Reproduce each of the records below verbatim, keeping every line as it appears.

— START OF Records for the exercise —

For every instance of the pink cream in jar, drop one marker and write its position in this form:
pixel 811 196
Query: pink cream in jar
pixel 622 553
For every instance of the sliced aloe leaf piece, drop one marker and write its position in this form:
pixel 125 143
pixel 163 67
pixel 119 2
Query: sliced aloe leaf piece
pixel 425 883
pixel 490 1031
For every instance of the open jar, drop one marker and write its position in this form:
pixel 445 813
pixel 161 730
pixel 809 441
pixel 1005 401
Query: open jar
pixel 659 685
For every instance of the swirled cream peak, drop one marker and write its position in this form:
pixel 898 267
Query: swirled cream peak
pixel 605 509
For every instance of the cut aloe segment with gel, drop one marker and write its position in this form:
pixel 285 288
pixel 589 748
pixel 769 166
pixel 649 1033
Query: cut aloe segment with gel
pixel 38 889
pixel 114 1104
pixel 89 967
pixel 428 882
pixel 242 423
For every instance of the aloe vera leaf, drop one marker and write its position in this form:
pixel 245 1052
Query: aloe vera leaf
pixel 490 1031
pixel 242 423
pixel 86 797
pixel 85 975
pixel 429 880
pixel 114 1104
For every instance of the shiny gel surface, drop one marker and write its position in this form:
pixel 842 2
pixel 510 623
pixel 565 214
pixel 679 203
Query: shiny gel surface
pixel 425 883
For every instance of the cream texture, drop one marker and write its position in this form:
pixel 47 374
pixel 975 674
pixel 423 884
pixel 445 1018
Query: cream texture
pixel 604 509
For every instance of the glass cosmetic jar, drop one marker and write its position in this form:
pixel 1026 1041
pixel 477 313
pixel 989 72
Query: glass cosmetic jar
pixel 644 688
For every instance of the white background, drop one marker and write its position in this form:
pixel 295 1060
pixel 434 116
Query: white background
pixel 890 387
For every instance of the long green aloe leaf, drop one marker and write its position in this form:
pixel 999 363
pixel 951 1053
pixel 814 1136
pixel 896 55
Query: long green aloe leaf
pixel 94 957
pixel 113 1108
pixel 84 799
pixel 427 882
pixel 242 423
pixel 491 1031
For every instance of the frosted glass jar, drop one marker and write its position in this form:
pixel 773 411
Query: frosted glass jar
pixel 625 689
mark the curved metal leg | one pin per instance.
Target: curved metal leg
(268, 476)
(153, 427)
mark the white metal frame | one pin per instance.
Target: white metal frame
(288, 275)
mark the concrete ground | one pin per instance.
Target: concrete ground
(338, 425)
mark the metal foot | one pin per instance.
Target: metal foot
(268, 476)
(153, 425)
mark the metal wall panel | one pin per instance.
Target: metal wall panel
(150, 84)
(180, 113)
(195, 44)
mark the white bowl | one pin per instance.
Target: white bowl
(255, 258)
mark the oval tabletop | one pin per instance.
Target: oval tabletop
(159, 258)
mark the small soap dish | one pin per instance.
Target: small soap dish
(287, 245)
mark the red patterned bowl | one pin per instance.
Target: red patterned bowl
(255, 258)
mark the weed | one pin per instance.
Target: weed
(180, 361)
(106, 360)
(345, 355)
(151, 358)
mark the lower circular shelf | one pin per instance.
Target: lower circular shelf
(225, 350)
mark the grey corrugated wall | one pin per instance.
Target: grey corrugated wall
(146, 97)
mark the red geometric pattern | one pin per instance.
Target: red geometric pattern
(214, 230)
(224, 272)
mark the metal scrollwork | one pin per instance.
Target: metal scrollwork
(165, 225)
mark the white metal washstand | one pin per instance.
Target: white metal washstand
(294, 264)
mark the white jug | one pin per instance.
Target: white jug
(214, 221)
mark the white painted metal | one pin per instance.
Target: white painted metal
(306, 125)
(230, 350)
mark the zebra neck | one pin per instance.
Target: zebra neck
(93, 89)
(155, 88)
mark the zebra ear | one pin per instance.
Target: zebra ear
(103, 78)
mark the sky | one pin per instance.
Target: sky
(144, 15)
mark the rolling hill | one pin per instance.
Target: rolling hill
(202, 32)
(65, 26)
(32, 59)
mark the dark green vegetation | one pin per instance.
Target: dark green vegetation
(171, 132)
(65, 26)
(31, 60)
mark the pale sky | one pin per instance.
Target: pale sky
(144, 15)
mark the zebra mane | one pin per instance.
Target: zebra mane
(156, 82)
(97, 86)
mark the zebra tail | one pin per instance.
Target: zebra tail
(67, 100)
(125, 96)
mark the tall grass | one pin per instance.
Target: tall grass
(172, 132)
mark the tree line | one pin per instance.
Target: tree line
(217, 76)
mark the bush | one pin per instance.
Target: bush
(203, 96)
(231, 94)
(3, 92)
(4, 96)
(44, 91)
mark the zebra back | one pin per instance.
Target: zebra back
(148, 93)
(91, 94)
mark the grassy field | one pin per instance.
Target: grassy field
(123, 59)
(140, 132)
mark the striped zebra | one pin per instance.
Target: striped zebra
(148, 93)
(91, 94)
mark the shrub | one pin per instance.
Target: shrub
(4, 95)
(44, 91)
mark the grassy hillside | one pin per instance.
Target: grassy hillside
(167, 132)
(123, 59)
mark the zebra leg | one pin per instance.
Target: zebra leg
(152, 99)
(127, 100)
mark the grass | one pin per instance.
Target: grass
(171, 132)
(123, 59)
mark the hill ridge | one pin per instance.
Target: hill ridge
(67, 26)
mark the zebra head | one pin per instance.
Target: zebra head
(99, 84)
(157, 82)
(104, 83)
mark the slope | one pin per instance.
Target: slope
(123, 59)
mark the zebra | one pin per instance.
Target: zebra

— END OF Records for the exercise —

• [Solution to the problem]:
For every instance of the pink cream in jar, drop one marker and write its position in this form:
pixel 811 196
Query: pink cream in jar
pixel 622 553
For every instance of the sliced aloe leaf piece, drop one marker and write its position in this form:
pixel 125 143
pixel 163 67
pixel 119 2
Query: sliced aloe leaf piece
pixel 425 883
pixel 490 1031
For every instance of the open jar, drop one marker and write its position in this form:
pixel 445 813
pixel 161 730
pixel 809 441
pixel 1005 401
Query: open jar
pixel 659 685
For every instance of the swirled cream peak, drop one marker and write its position in this form:
pixel 898 267
Query: swirled cream peak
pixel 605 509
For every instance of the cut aloe segment with gel, drop one marker and write its position in this form:
pixel 285 288
pixel 589 748
pixel 769 166
pixel 649 1033
Query: cut aloe segment with gel
pixel 38 889
pixel 114 1104
pixel 89 967
pixel 428 882
pixel 242 423
For every instance of the aloe vera leaf, drop one marker and write its position in this form:
pixel 245 1052
Query: aloe vera leaf
pixel 490 1031
pixel 242 423
pixel 86 797
pixel 85 975
pixel 429 880
pixel 114 1104
For every instance of the shiny gel surface, drop one marker and write its position in this form:
pixel 842 2
pixel 510 623
pixel 565 214
pixel 679 203
Query: shiny gel surface
pixel 425 883
For every instance of the cream texture, drop one marker and write its position in this form:
pixel 47 374
pixel 975 674
pixel 423 884
pixel 445 1018
Query: cream texture
pixel 604 509
For every instance of the glass cosmetic jar, drop one marker and write its position in this form:
pixel 1026 1041
pixel 477 313
pixel 989 72
Query: glass cosmetic jar
pixel 644 688
For every instance of the white background, drop one marker and write its position in this form:
pixel 295 1060
pixel 434 116
Query: white background
pixel 890 387
For every instance of the long green aloe leaf, drop one marker and write its position in this form:
pixel 999 363
pixel 951 1053
pixel 814 1136
pixel 896 55
Query: long green aloe leaf
pixel 94 957
pixel 113 1108
pixel 84 799
pixel 427 882
pixel 242 423
pixel 491 1031
For every instance of the frosted glass jar, drop one marker and write its position in this form:
pixel 773 411
Query: frosted glass jar
pixel 625 689
mark the curved metal leg | one pin per instance.
Target: curved metal leg
(268, 476)
(153, 427)
mark the white metal frame | one pin per instance.
Target: white metal frame
(288, 275)
mark the concrete ground | one pin per instance.
Target: concrete ground
(338, 425)
mark the metal foot | one pin per instance.
Target: metal foot
(268, 476)
(153, 425)
mark the metal wall panel | one pin per instance.
Target: metal wall panel
(150, 84)
(180, 113)
(195, 44)
mark the white bowl | one pin per instance.
Target: white bowl
(255, 258)
mark the oval tabletop | one pin per instance.
Target: oval tabletop
(159, 258)
mark the small soap dish | one pin per instance.
Target: small soap dish
(287, 245)
mark the red patterned bowl | one pin per instance.
Target: red patterned bowl
(255, 258)
mark the weed | one pin per instance.
Target: weed
(180, 361)
(106, 360)
(345, 355)
(151, 358)
mark the lower circular shelf | one pin per instance.
Target: lower circular shelf
(225, 350)
mark the grey corrugated wall | one pin per instance.
Target: grey corrugated wall
(146, 97)
mark the red geometric pattern | one pin per instance.
Target: red geometric pattern
(214, 230)
(224, 272)
mark the metal scrollwork | one pin per instance.
Target: metal scrollwork
(165, 225)
mark the white metal washstand | one pin per instance.
Target: white metal washstand
(294, 264)
mark the white jug | one pin per instance.
Target: white jug
(214, 221)
mark the white painted metal | one pin per instance.
Target: white painted metal
(306, 125)
(230, 350)
mark the zebra neck | one pin per instance.
Target: zebra neck
(93, 89)
(155, 88)
mark the zebra ear | one pin per instance.
Target: zebra ear
(103, 78)
mark the sky | one pin per instance.
Target: sky
(144, 15)
mark the rolling hill | one pin per instance.
Target: rolling hill
(202, 32)
(65, 26)
(32, 59)
mark the dark green vegetation | one pin per instance.
Target: dark green vegetation
(171, 132)
(65, 26)
(31, 60)
mark the pale sky | one pin per instance.
Target: pale sky
(144, 15)
mark the zebra mane | one pin per instance.
Target: zebra mane
(156, 82)
(97, 86)
mark the zebra tail | one pin per instance.
Target: zebra tail
(67, 100)
(125, 96)
mark the tall grass | one pin per instance.
Target: tall grass
(172, 132)
mark the tree line | one pin per instance.
Target: tree line
(217, 76)
mark the bush | one pin per instance.
Target: bush
(203, 96)
(231, 94)
(3, 92)
(4, 96)
(44, 91)
mark the zebra back | one pin per instance.
Target: zebra back
(148, 93)
(91, 94)
mark the grassy field | one pin per instance.
Target: grassy field
(123, 59)
(140, 132)
mark the striped zebra | one pin per instance.
Target: striped zebra
(148, 93)
(91, 94)
mark the shrub | one pin per instance.
Target: shrub
(4, 95)
(44, 91)
mark the grassy hillside | one pin per instance.
Target: grassy hillside
(167, 132)
(123, 59)
mark the zebra leg | one pin per instance.
Target: zebra leg
(152, 99)
(127, 100)
mark the grass | one pin per instance.
Target: grass
(171, 132)
(123, 59)
mark the hill ridge | one pin per instance.
Target: hill ridge
(67, 26)
mark the zebra head | one pin per instance.
Target: zebra head
(99, 84)
(157, 82)
(104, 83)
mark the slope | one pin per instance.
Target: slope
(123, 59)
mark the zebra | one pin per instance.
Target: zebra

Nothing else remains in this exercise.